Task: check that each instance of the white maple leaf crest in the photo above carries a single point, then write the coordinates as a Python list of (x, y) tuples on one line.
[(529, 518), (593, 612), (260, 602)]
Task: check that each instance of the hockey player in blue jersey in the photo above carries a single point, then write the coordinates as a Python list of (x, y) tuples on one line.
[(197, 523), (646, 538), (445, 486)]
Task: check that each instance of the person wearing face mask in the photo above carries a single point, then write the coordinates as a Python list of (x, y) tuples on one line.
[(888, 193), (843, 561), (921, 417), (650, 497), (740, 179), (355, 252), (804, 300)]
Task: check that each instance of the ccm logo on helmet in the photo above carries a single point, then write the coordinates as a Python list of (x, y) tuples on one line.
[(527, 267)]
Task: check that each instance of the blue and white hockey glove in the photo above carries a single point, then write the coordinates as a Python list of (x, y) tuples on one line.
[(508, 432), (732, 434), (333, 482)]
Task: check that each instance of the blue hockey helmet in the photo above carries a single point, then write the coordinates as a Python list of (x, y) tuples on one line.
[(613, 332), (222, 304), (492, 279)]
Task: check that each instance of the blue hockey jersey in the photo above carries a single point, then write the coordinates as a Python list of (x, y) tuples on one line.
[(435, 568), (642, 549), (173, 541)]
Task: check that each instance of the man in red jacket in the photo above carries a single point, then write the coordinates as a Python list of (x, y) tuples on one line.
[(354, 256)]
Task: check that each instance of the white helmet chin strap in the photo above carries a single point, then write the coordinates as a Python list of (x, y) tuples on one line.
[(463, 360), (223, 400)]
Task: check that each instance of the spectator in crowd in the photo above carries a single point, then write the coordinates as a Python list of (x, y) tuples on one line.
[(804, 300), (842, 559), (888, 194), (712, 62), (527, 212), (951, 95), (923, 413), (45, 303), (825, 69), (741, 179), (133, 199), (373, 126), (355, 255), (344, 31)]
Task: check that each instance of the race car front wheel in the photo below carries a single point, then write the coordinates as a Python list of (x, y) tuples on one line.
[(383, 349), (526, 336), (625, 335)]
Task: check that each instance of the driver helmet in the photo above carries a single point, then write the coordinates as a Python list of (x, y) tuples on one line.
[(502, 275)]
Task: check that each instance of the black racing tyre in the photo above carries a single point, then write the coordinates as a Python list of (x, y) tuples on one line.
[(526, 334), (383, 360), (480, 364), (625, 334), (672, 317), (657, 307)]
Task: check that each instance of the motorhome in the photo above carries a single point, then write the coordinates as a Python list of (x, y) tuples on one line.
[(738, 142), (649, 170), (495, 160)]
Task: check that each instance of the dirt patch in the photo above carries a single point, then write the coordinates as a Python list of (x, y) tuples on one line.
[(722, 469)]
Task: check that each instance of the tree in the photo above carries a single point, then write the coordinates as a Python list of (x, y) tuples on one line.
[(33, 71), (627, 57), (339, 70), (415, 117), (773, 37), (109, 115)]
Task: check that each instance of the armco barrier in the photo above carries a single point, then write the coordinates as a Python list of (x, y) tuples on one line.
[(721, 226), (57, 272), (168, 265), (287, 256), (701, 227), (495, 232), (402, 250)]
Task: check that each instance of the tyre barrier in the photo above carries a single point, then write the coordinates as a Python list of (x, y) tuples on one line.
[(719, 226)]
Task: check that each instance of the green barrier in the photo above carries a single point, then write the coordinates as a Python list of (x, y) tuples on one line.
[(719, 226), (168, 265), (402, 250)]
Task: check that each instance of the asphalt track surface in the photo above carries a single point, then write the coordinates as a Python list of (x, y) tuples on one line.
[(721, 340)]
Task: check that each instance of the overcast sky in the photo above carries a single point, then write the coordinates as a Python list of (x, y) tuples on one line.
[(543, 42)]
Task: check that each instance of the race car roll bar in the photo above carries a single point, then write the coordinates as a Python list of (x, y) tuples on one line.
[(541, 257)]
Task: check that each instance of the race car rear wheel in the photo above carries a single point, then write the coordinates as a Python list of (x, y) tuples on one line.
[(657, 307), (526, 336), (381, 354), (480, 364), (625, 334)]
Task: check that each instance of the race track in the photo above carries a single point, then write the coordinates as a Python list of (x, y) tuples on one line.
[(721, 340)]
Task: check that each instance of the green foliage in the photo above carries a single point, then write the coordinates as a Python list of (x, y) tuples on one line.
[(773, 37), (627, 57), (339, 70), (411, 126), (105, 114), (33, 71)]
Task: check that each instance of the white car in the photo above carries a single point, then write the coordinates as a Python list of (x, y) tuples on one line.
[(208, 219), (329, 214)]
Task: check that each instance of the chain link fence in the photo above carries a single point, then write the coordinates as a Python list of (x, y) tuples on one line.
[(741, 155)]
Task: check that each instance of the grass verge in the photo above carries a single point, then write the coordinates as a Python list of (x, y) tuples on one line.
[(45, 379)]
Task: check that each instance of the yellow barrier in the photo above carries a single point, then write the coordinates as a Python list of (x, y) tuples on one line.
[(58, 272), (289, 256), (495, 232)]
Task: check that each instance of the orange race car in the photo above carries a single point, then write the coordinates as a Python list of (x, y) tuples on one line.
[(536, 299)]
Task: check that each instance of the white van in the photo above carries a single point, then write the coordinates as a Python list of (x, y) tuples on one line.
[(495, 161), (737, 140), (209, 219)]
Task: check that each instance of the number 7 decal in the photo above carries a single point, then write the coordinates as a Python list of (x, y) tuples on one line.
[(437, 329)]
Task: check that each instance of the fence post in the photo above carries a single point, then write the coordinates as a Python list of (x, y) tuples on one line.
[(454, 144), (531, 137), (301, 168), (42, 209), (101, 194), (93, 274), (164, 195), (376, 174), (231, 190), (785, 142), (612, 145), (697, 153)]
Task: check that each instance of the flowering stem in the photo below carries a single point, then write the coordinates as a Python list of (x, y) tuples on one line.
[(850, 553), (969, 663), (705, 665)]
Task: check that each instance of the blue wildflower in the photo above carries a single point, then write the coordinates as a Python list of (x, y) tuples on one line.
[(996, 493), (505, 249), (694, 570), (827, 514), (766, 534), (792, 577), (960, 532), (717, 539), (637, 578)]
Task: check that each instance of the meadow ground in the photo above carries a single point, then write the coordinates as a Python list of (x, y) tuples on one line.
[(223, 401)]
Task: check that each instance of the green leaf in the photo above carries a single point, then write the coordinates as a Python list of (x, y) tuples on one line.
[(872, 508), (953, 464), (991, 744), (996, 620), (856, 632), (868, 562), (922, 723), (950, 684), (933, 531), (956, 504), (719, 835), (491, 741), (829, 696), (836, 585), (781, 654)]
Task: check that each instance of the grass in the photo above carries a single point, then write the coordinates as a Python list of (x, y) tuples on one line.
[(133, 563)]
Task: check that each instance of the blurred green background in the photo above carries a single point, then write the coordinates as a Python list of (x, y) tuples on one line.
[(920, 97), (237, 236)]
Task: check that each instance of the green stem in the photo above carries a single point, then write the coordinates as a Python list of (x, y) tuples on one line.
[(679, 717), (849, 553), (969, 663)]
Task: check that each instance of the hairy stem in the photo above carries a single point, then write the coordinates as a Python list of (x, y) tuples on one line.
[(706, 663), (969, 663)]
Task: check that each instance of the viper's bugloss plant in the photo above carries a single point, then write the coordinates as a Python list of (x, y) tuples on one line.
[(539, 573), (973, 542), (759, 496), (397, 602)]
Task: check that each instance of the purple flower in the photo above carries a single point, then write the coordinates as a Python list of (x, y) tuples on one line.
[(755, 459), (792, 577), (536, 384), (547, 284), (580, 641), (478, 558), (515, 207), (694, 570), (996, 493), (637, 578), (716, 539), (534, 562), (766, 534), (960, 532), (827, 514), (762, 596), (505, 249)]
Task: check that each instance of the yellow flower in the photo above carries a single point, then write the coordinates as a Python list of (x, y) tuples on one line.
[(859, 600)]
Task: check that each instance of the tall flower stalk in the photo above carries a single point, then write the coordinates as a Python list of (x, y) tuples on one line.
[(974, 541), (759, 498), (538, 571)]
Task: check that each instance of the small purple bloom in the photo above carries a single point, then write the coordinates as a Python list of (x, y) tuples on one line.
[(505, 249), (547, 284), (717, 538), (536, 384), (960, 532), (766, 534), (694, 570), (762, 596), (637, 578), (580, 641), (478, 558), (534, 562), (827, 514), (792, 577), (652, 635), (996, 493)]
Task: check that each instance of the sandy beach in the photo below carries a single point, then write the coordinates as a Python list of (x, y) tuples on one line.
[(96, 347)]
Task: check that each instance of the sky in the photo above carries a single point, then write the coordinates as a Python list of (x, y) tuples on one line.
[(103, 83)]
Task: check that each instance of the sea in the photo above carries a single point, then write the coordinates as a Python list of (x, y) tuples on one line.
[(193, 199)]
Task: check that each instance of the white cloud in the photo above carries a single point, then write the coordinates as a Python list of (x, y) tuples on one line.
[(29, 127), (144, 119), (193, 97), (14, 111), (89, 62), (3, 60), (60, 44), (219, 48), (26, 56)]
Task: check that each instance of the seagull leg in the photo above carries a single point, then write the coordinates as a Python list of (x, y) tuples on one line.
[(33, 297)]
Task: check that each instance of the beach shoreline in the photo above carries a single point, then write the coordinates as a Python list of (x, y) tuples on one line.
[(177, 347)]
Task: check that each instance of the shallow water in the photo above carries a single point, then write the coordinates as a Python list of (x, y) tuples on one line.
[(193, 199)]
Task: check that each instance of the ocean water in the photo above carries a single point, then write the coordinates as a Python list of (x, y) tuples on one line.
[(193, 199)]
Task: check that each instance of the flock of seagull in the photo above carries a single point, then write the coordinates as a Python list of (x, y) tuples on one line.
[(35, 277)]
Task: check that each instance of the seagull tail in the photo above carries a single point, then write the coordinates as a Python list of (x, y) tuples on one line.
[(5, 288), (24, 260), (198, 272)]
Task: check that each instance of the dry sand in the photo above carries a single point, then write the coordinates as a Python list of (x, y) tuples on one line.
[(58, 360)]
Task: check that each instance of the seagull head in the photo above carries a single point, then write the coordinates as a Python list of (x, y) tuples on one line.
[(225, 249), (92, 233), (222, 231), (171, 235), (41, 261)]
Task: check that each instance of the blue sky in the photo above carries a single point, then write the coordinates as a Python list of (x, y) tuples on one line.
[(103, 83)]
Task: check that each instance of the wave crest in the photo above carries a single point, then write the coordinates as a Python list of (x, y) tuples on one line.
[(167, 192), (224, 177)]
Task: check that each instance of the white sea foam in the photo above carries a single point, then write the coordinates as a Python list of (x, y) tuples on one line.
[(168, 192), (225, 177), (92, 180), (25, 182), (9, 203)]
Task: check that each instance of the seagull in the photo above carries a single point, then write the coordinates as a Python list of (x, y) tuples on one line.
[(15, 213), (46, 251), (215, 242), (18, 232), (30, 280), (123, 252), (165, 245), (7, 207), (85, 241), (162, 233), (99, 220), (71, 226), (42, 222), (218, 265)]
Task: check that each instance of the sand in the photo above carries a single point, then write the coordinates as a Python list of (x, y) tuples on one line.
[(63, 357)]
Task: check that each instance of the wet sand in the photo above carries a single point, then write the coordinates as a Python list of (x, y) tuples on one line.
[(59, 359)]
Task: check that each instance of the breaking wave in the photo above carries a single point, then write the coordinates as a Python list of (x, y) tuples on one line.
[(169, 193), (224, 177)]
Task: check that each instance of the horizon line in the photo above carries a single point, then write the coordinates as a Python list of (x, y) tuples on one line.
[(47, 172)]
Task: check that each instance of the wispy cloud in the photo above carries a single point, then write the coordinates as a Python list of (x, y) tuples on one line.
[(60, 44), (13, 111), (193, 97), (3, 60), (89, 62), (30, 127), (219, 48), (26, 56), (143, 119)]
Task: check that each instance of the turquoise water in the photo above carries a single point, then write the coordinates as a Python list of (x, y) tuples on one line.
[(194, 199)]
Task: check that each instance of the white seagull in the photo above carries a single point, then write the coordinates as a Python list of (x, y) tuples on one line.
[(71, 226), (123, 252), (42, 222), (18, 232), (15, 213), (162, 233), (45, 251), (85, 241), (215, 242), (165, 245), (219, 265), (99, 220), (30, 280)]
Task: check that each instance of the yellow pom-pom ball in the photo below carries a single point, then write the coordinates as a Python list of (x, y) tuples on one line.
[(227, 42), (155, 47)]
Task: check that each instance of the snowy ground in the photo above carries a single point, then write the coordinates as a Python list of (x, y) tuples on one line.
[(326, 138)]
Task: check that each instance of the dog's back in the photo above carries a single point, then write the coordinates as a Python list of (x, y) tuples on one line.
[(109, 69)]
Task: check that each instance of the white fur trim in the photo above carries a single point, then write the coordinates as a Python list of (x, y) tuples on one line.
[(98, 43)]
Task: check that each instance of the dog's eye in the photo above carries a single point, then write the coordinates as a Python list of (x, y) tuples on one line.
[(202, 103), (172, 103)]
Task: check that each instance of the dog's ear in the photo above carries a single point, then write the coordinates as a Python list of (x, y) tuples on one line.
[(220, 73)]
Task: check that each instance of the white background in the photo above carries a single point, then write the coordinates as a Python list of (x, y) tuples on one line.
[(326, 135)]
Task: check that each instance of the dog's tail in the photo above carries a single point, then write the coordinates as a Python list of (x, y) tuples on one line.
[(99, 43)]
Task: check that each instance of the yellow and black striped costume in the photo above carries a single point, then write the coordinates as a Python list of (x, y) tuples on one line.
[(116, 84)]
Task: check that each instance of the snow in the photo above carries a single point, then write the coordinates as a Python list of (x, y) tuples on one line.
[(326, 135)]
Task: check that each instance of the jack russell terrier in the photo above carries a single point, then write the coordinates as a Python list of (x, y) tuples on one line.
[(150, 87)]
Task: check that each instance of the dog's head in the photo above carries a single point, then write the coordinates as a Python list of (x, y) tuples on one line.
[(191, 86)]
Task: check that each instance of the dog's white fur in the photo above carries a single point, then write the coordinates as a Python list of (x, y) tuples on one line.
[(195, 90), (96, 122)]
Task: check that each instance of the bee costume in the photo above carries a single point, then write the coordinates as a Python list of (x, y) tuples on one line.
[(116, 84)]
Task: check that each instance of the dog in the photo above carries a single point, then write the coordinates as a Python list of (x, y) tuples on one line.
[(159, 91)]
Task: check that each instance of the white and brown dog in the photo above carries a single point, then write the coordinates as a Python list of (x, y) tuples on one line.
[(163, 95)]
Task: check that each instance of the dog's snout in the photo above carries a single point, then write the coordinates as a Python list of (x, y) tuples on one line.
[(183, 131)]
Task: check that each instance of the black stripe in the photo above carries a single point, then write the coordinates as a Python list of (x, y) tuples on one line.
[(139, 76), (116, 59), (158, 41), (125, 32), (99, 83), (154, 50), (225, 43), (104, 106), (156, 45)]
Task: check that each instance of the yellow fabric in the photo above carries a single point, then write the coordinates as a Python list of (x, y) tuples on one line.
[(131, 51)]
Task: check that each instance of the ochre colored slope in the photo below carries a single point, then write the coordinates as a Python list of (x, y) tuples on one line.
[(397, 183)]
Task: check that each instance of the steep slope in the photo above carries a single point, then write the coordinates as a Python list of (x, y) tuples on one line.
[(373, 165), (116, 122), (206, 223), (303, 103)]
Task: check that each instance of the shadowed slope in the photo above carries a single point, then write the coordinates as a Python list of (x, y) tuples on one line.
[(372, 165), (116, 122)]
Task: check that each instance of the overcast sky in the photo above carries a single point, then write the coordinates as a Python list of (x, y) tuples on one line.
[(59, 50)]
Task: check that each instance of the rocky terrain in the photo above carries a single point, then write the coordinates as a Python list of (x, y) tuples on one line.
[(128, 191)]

To be done »
Begin at the line that has "Task: check that each instance of the white van" and stop after the line that has "[(437, 329)]". Copy those records with "tuples" changed to "pairs" and nothing else altered.

Solution to this problem »
Task: check that each instance of the white van in the photo above carries a single point, then write the coordinates as a Python list of (x, y) pairs on one line.
[(495, 161), (737, 140), (209, 219)]
Task: check that each instance of the number 7 decal in the photo above carries a single point, then write the coordinates as a Python list of (x, y) pairs on one line.
[(437, 329)]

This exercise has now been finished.